- _ACTION ITEM_: Write out every record below exactly, leaving the pictures out.

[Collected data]
^^^^^^^^

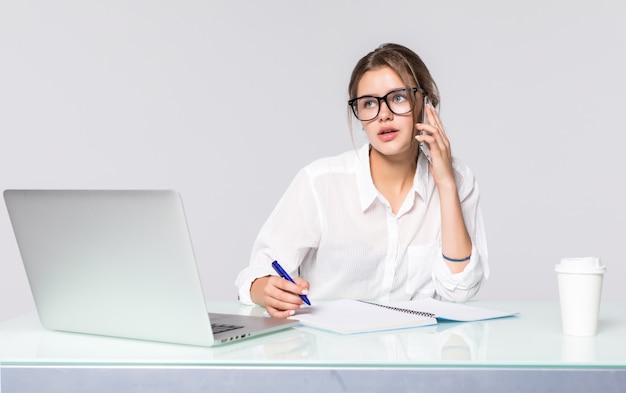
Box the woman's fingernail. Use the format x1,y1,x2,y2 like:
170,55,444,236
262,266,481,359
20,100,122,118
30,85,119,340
301,289,309,295
289,310,296,316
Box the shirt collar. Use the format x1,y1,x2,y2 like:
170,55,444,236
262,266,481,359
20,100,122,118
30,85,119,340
414,150,431,202
356,144,378,211
356,144,432,212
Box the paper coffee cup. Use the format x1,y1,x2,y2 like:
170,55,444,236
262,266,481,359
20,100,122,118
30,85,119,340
555,257,606,336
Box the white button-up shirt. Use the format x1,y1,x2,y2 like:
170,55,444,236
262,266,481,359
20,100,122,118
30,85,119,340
236,144,489,305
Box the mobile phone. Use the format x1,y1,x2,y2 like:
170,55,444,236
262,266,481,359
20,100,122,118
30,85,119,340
419,96,432,163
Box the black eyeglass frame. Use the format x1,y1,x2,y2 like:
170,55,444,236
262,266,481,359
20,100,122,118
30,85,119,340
348,87,425,121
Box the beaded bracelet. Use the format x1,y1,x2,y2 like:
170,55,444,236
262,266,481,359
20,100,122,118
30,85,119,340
442,253,471,262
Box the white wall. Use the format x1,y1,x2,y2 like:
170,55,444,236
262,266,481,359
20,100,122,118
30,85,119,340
1,0,625,322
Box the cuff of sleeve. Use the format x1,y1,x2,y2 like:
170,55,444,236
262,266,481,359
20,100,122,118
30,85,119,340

^^^^^^^^

- _TASK SOLUTION_:
Box the woman's fingernail. Use the format x1,y1,x2,y2 like:
170,55,444,236
262,266,481,359
20,100,122,118
30,85,119,340
301,289,309,295
289,310,296,316
Box the shirt collar. Use the format x1,y1,x2,y2 like:
170,55,444,236
262,266,481,359
20,100,122,118
30,85,119,340
414,150,431,202
356,144,378,211
356,144,432,212
Box the paper coffee cup. Use the format x1,y1,x2,y2 like:
170,55,444,236
262,266,481,359
20,100,122,118
30,85,119,340
555,257,606,336
Box the white button-up shirt. Use the format x1,y1,x2,y2 like:
170,55,444,236
262,266,481,359
20,100,122,118
30,85,119,340
236,144,489,305
Box the mobile phone. Use the format x1,y1,x2,y2 like:
170,55,444,236
262,266,481,359
20,100,122,118
30,85,119,340
419,96,432,163
Box the black eyeglass frame. Use the format x1,y1,x2,y2 like:
170,55,444,236
262,266,481,359
20,100,122,118
30,85,119,340
348,87,425,121
Box the beaded bracelet. Use the format x1,y1,x2,y2 like:
170,55,444,236
262,266,481,359
20,100,122,118
30,85,119,340
442,253,471,262
Box the white wall. Use the format x1,y1,x2,y2 like:
170,55,444,236
262,266,481,359
20,100,122,118
30,85,119,340
1,0,625,322
Box the cuff of sleeve. Use the format x1,y1,x2,y2 like:
170,55,444,236
262,266,481,359
20,100,122,118
30,85,119,340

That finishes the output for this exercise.